PREMISE 1: MATTER OCCUPIES SPACE.

PREMISE 2: SPACE IS INFINITELY DIVISIBLE.

CONCLUSION: MATTER IS INFINITELY DIVISIBLE.
 
vectorcube
 
Reply Thu 13 Aug, 2009 04:52 am
@diamantis,
Premise 2 can be challenged, because if space-time is discrete, then it is meaningless to talk of dividing something without space.
 
Serena phil
 
Reply Thu 13 Aug, 2009 05:15 am
@diamantis,
It is my understanding that as long as matter is presentable, it can thus be perpetually divided. When it is completely depleted of all properties, it will finally be reduced to "nothing" in which nothing is presentable to divide.
 
vectorcube
 
Reply Thu 13 Aug, 2009 06:54 am
@Serena phil,
Serena;82933 wrote:
It is my understanding

that as long as matter is presentable, it can thus be perpetually divided. When it is completely depleted of all properties, it will finally be reduced to "nothing" in which nothing is presentable to divide.


Don` t make sense.
 
richrf
 
Reply Thu 13 Aug, 2009 07:00 am
@diamantis,
diamantis;82926 wrote:
[CENTER][CENTER]Thought experiment
(Deductive reasoning)
Syllogism [/CENTER]
[/CENTER]


PREMISE 1: MATTER OCCUPIES SPACE.

PREMISE 2: SPACE IS INFINITELY DIVISIBLE.

CONCLUSION: MATTER IS INFINITELY DIVISIBLE.


Hi,

I guess we run into problems with Premise 1, since experiments using classical instruments, do not allow us to understand what is happening at the quantum level (e.g. photons, electrons, etc.).

Whatever it is, it is neither a particle of matter or is it a wave, but it is something that is sometimes referred to as a wave-particle, but no one knows what it is. Scientists and philosophers can only speculate and interpret what they are measuring. However, it is certainly not simply a particle of matter.

At the end, it may be nothing more than a holographic thought (this is speculation on my part, since it is unknown what it is). If so, would a thought be considered infinitely divisible? Is a thought divisible at all?

Rich
 
Serena phil
 
Reply Thu 13 Aug, 2009 07:25 am
@vectorcube,
vectorcube;82946 wrote:
Don` t make sense.



It's difficult to divide something that isn't there and lacks all elements of matter.
 
Aedes
 
Reply Thu 13 Aug, 2009 08:00 am
@diamantis,
diamantis;82926 wrote:
PREMISE 1: MATTER OCCUPIES SPACE.

PREMISE 2: SPACE IS INFINITELY DIVISIBLE.

CONCLUSION: MATTER IS INFINITELY DIVISIBLE.
Why are we using syllogisms to answer questions about matter? Democritus and Aristotle spent a lot of time on this topic.

But it turns out that their explanations did not stand up to plain old observation, and everything we think we know about the constituents of matter comes from the likes of Plank, Thompson, Rutherford, Roentgen, Einstein, etc etc etc etc.

Matter is observable. Both experimental and mathematical evidence suggested that atoms were divisible, and that protons and neutrons were divisible. Nothing suggests that a quark is (or needs be) divisible. So what is half a quark? It's a concept for which we lack evidence and for which we lack need.

And you're also running into the problem that the fundamental constituents of matter are NOT purely matter themselves -- you get into the wave/particle duality of quantum particles, and you can't speak of them as "occupying space" or having divisible mass. That's a classical model that has been disabused by quantum science.

> Exercise brief:
Copy the passage of the thread on whether matter is infinitely divisible between "I guess we run" and "photons, electrons, etc.).", inclusive. The items below come from a separate, unrelated source.

> Supplied entries:
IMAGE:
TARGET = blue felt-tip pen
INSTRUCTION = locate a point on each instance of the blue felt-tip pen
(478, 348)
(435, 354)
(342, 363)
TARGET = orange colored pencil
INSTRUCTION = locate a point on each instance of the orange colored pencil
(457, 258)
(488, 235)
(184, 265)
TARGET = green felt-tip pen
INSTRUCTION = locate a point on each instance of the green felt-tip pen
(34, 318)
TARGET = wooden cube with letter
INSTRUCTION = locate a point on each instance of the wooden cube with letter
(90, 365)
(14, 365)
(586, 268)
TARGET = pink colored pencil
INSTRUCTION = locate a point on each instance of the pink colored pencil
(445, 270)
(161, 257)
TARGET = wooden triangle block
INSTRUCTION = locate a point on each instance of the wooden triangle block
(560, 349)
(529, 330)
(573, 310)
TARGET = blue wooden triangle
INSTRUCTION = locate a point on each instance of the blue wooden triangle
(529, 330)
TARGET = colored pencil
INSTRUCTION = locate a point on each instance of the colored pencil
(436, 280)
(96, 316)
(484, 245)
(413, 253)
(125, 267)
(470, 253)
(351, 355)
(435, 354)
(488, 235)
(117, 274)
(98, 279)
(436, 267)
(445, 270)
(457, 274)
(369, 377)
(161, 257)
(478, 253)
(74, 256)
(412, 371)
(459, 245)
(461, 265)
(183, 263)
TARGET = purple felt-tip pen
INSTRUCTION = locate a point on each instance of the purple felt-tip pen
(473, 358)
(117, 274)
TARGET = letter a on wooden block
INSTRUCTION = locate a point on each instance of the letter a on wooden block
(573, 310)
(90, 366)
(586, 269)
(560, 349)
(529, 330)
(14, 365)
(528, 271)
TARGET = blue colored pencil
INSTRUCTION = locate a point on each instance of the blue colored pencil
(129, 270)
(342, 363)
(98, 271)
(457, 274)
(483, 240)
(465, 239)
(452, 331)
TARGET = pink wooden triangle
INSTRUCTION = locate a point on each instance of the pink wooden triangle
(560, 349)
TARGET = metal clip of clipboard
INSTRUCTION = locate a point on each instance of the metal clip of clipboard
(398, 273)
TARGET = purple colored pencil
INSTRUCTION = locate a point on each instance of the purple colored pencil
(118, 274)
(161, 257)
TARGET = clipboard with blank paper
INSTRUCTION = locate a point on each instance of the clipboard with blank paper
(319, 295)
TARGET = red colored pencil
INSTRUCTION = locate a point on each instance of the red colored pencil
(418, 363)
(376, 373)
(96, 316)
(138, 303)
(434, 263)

> Task answer:
I guess we run into problems with Premise 1, since experiments using classical instruments, do not allow us to understand what is happening at the quantum level (e.g. photons, electrons, etc.).